PASSAGE:
****
While the sovereign nation-state is considered the world's political norm, millions of colonial subjects, immigrants, refugees, and native peoples appear to be without sovereignty. What claims have they to sovereignty? If they cannot ever constitute themselves into sovereign nation-states, are they out of the political game? Can a framework like sovereignty-used historically to exploit, dispossess, and even exterminate people-be a part of a struggle for political freedom?
Editor Frances Negron-Muntaner and the contributors to Sovereign Acts engage in a debate around these questions with surprising results. Moving the idea of sovereignty beyond the narrow confines of the nation-state, beyond the concept of a power that one either has or lacks, this paradigm--shifting work examines the multiple ways that Indigenous nations and U.S. territorial peoples act as sovereign and the possible limits of such sovereign acts within the current globalized context. A valuable contribution to the debate around indigenous and other conceptions of sovereignty, Sovereign Acts goes further than legal frameworks to investigate the relationships among sovereignty, gender, sexuality, representation, and the body.
****
GIVEN RECORDS:
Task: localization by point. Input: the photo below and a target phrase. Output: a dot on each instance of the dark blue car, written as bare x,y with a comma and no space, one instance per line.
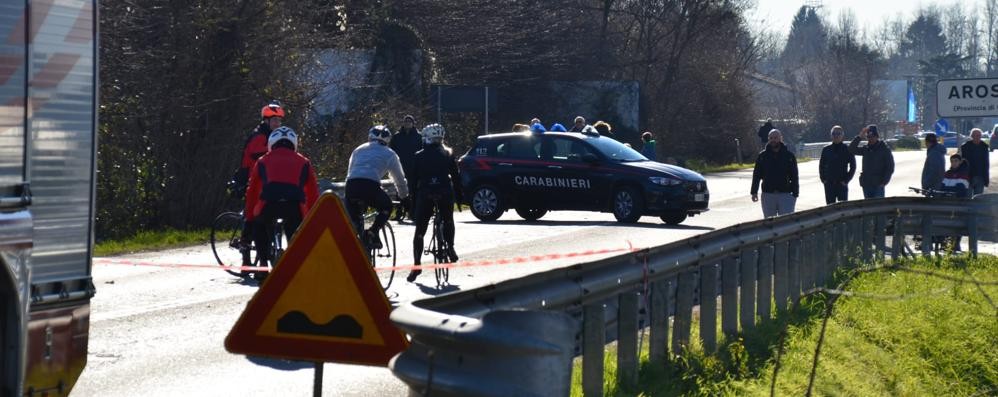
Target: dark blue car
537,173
****
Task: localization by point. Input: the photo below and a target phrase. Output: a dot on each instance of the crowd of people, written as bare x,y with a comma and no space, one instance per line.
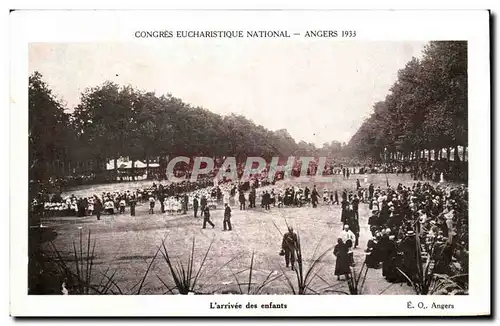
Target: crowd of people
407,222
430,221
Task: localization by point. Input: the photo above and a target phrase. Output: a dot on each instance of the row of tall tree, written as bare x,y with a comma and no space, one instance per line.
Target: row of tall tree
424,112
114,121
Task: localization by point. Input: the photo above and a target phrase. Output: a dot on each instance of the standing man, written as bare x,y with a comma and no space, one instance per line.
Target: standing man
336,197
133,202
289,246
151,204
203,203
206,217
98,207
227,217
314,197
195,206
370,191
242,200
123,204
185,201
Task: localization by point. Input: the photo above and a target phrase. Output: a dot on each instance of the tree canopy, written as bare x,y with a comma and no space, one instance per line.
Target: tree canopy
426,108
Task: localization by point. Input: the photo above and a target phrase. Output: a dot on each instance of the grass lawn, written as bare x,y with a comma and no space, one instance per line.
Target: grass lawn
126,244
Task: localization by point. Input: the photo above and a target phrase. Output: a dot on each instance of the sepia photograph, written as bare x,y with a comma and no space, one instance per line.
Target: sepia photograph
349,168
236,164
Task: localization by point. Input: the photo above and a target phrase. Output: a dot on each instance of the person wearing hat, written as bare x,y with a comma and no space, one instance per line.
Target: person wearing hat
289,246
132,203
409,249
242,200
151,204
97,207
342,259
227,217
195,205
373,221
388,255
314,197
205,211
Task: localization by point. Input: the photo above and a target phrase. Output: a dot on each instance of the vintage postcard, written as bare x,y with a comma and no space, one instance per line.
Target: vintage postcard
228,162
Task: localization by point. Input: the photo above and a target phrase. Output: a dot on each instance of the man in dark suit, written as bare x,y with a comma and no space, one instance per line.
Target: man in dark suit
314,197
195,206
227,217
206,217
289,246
****
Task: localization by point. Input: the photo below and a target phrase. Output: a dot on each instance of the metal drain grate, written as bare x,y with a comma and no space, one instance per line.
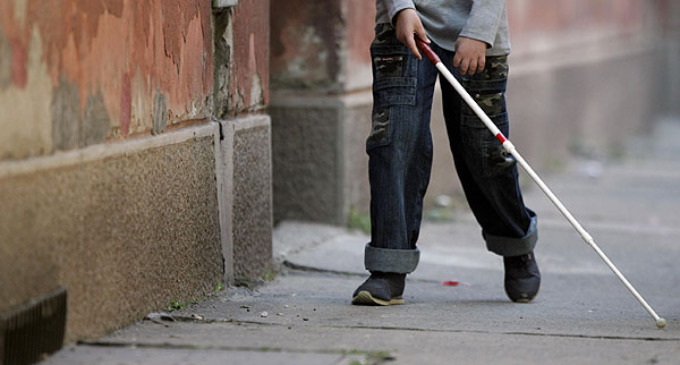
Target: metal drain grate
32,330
****
WRITTEN PROBLEM 1:
Translate this sentence from the passage on sovereignty into Spanish: "While the sovereign nation-state is considered the world's political norm, millions of colonial subjects, immigrants, refugees, and native peoples appear to be without sovereignty."
WRITTEN PROBLEM 2:
Print the part of the passage on sovereignty between "Editor Frances Negron-Muntaner" and "and the body.", inclusive.
WRITTEN PROBLEM 3:
Answer these questions using the passage on sovereignty:
(a) What is considered the world's political norm?
(b) Which two groups does the work examine as acting as sovereign?
(c) Besides sovereignty, which four subjects does the work investigate the relationships among?

FINAL RESULT 1:
Aunque el Estado-nación soberano se considera la norma política del mundo, millones de súbditos coloniales, inmigrantes, refugiados y pueblos nativos parecen carecer de soberanía.

FINAL RESULT 2:
Editor Frances Negron-Muntaner and the contributors to Sovereign Acts engage in a debate around these questions with surprising results. Moving the idea of sovereignty beyond the narrow confines of the nation-state, beyond the concept of a power that one either has or lacks, this paradigm--shifting work examines the multiple ways that Indigenous nations and U.S. territorial peoples act as sovereign and the possible limits of such sovereign acts within the current globalized context. A valuable contribution to the debate around indigenous and other conceptions of sovereignty, Sovereign Acts goes further than legal frameworks to investigate the relationships among sovereignty, gender, sexuality, representation, and the body.

FINAL RESULT 3:
(a) The sovereign nation-state.
(b) Indigenous nations and U.S. territorial peoples.
(c) Gender, sexuality, representation, and the body.